TUGAS ANDA:
Tulis ulang kata demi kata seluruh teks tentang keberadaan Allah di bawah ini.

TEKS YANG DIBERIKAN:
# # #
Banyak orang tidak dapat memahami keberadaan Allah dikaitkan dengan pandangan tentang transendesnsi dan imanensi non Kristen. Di satu pihak, jika Allah sangat jauh sehingga tidak dapat diidentifikasi (transenden), maka tentu saja Dia tidak dapat dikenal. Di lain pihak, jika Allah begitu dekat dengan dunia sehingga Dia tidak dapat dipisahkan dari dunia (imanen), maka itu berarti kita tidak mengenal Allah dengan benar. Selain itu, filsuf Hume juga menyatakan bahwa pengetahuan kita terbatas pada persepsi pancaindra, atau Kant yang mengatakan bahwa kita hanya dapat mengetahui “penampilan” atau “fenomena” dan bukan realitas itu sendiri. Akan tetapi, Allah tidak dapat dibatasi oleh pancaindra atau fenomena. Memang benar bahwa pikiran dan pengetahuan kita terbatas untuk menyelidiki Allah. Tetapi Allah-lah yang mengendalikan segala sesuatu, termasuk pikiran . Dan karena Ia mengendalikan segala sesuatu, maka Dia memasuki dunia-Nya yang kita diami tanpa menjadi relatif dan kehilangan keilahian-Nya. Jadi dengan melihat dunia kita, adalah bukti bahwa Allah ada.
Karena Allah adalah otoritas tertinggi, pencipta dari semua kriteria dan Allah hadir dimana-mana, maka kita tidak dapat menghindari-Nya. Semua realitas menyatakan Allah, membuktikan Allah ada.
# # #
DATA YANG DITAMPILKAN:
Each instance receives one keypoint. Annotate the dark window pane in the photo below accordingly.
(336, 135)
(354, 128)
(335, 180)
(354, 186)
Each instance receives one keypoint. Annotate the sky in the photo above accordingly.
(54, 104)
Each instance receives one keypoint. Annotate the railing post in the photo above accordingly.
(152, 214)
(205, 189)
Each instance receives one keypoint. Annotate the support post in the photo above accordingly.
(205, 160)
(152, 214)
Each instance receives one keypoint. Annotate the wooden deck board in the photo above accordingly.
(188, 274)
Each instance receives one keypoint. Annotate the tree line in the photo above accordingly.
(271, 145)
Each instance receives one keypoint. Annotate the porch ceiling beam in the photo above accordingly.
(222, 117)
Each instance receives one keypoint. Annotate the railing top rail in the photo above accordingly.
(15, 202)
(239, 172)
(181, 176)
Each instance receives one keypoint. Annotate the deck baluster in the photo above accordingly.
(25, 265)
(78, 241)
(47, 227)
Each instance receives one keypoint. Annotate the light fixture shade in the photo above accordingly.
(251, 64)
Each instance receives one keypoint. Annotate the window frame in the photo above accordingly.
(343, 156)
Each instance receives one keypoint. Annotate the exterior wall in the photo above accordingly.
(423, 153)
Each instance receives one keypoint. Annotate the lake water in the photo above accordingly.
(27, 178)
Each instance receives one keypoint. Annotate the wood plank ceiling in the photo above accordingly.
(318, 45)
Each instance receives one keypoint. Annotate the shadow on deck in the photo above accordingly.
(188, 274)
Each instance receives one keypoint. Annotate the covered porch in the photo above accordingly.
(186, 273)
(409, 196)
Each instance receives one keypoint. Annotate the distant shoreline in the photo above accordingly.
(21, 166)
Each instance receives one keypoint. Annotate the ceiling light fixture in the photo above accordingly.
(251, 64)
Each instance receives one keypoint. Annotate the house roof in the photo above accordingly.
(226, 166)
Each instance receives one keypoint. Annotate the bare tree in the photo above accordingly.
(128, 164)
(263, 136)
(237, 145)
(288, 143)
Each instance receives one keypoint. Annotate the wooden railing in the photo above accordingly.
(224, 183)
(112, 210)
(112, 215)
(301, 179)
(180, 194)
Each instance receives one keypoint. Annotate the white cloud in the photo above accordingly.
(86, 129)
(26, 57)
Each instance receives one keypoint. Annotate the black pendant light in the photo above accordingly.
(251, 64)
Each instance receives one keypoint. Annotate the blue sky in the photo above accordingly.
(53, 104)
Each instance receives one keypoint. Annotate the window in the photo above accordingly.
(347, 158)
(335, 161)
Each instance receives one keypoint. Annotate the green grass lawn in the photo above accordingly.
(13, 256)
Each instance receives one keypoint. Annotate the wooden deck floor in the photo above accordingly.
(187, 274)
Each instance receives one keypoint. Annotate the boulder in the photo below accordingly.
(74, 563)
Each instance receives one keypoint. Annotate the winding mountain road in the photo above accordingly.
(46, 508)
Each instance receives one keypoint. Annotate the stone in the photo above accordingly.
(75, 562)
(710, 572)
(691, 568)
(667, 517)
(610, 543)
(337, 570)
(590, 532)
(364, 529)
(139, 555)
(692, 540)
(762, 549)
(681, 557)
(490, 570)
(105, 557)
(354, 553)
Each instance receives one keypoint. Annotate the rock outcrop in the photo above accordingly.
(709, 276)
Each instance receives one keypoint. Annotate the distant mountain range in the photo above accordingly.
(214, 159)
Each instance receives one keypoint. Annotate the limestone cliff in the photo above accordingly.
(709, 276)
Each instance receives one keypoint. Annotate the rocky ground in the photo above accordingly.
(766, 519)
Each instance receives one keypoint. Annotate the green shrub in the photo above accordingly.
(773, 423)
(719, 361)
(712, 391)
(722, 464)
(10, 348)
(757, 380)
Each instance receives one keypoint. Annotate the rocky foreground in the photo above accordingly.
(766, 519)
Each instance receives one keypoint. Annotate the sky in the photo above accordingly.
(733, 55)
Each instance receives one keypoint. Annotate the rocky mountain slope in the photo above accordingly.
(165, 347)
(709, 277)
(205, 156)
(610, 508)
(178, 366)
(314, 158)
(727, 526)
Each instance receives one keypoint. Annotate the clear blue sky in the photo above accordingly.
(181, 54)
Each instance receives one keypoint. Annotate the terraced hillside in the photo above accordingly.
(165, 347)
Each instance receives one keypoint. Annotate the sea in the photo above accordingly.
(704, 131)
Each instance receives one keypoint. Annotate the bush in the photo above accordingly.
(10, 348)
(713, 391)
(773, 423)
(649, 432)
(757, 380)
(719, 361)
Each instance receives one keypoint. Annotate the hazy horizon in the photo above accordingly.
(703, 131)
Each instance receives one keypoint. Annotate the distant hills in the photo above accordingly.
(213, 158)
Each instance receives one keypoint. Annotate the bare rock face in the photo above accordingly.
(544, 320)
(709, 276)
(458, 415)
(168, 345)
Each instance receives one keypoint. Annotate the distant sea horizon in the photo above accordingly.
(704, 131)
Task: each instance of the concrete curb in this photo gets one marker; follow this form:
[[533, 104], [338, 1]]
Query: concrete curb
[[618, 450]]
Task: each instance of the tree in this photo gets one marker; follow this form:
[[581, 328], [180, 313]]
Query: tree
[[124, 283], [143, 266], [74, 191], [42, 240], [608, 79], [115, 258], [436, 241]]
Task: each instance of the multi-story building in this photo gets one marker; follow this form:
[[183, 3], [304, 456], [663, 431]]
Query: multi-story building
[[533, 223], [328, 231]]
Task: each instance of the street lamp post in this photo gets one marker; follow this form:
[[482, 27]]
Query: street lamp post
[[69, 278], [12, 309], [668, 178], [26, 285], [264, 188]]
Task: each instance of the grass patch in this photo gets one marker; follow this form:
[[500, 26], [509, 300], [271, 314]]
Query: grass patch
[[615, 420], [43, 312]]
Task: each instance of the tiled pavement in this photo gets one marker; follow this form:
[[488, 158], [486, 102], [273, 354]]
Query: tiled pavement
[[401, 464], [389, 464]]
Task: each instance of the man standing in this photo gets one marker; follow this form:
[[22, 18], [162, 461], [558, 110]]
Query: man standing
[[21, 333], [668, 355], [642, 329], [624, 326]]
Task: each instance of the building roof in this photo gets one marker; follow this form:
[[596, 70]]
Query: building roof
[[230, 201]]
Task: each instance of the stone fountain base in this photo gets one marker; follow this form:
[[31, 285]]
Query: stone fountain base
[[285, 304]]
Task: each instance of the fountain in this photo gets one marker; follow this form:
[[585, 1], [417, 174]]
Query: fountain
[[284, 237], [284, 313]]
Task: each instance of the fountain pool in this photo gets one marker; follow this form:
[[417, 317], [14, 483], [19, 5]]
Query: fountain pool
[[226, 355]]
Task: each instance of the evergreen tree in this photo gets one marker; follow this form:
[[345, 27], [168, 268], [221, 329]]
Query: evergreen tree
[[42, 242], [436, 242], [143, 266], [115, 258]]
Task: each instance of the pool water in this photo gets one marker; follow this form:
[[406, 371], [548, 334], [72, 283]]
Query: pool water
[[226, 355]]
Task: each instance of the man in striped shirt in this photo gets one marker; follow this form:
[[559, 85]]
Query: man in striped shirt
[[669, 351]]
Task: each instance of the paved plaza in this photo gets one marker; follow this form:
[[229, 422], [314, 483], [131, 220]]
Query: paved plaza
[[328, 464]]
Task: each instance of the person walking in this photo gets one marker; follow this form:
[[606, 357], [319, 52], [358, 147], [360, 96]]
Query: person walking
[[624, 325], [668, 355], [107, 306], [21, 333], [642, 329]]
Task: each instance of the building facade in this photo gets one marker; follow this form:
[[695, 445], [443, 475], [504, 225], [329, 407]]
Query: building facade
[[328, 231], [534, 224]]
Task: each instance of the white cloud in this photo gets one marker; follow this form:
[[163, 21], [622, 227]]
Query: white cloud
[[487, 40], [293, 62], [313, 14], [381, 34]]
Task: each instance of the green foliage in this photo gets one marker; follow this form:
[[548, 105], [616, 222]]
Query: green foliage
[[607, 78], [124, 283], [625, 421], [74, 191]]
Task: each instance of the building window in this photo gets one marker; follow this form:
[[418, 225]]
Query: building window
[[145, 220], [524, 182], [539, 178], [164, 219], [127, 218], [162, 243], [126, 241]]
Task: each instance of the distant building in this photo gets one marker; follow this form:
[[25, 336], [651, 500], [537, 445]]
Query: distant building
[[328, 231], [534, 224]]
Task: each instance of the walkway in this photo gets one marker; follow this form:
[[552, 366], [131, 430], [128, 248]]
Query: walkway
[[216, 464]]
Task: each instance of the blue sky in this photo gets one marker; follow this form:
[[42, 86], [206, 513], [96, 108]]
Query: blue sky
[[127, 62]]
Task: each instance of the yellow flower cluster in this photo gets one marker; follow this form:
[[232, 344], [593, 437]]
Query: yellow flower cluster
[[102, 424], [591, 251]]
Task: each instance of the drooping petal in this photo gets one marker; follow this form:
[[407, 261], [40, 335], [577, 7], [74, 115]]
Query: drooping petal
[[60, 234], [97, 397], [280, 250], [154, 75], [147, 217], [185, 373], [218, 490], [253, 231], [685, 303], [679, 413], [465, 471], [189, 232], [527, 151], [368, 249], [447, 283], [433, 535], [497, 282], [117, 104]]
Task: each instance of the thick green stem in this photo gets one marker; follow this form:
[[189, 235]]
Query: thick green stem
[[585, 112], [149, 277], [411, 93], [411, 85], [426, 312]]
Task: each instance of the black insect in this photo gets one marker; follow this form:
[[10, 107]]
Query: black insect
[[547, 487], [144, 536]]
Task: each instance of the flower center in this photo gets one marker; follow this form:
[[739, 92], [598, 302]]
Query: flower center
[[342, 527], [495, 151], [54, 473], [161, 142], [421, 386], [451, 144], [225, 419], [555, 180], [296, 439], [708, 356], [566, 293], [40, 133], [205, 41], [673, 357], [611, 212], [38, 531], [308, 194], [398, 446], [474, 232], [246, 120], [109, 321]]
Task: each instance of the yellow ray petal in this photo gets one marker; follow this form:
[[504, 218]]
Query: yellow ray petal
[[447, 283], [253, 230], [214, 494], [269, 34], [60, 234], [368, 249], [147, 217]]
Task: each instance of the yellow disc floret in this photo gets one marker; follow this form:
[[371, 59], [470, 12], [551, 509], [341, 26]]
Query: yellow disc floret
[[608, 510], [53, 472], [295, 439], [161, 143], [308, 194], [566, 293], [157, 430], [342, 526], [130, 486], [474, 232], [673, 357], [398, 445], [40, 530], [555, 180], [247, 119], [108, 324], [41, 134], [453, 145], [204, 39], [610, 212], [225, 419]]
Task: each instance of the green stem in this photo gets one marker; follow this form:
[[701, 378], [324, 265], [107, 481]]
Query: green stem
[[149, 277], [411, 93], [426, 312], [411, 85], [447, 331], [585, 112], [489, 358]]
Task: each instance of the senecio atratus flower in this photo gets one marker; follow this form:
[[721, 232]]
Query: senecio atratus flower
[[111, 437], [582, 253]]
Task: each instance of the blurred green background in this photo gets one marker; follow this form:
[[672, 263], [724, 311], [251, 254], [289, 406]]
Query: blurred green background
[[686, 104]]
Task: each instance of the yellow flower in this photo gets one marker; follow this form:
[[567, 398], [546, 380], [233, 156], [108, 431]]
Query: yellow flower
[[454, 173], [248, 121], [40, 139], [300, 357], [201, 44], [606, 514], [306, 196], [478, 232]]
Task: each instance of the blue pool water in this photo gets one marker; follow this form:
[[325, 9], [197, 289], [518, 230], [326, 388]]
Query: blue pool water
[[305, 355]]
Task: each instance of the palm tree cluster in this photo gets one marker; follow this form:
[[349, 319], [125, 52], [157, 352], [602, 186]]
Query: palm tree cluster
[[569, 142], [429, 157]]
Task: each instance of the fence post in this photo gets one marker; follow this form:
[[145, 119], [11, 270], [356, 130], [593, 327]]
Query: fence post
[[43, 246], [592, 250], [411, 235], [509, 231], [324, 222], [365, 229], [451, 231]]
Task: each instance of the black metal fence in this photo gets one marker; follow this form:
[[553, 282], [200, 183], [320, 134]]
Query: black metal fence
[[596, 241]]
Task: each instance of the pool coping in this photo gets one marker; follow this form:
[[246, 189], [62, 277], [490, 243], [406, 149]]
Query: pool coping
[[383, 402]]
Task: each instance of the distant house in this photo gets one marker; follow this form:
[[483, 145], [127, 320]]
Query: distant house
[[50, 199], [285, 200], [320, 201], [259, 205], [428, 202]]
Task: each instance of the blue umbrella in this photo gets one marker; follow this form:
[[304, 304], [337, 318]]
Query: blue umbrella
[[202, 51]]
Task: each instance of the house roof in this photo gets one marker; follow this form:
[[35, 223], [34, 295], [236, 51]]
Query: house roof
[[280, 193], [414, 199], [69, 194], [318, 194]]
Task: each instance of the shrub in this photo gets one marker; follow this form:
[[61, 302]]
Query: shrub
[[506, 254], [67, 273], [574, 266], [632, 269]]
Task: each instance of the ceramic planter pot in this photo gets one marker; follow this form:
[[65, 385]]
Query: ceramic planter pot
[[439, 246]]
# # #
JAWABAN:
Banyak orang tidak dapat memahami keberadaan Allah dikaitkan dengan pandangan tentang transendesnsi dan imanensi non Kristen. Di satu pihak, jika Allah sangat jauh sehingga tidak dapat diidentifikasi (transenden), maka tentu saja Dia tidak dapat dikenal. Di lain pihak, jika Allah begitu dekat dengan dunia sehingga Dia tidak dapat dipisahkan dari dunia (imanen), maka itu berarti kita tidak mengenal Allah dengan benar. Selain itu, filsuf Hume juga menyatakan bahwa pengetahuan kita terbatas pada persepsi pancaindra, atau Kant yang mengatakan bahwa kita hanya dapat mengetahui “penampilan” atau “fenomena” dan bukan realitas itu sendiri. Akan tetapi, Allah tidak dapat dibatasi oleh pancaindra atau fenomena. Memang benar bahwa pikiran dan pengetahuan kita terbatas untuk menyelidiki Allah. Tetapi Allah-lah yang mengendalikan segala sesuatu, termasuk pikiran . Dan karena Ia mengendalikan segala sesuatu, maka Dia memasuki dunia-Nya yang kita diami tanpa menjadi relatif dan kehilangan keilahian-Nya. Jadi dengan melihat dunia kita, adalah bukti bahwa Allah ada.
Karena Allah adalah otoritas tertinggi, pencipta dari semua kriteria dan Allah hadir dimana-mana, maka kita tidak dapat menghindari-Nya. Semua realitas menyatakan Allah, membuktikan Allah ada.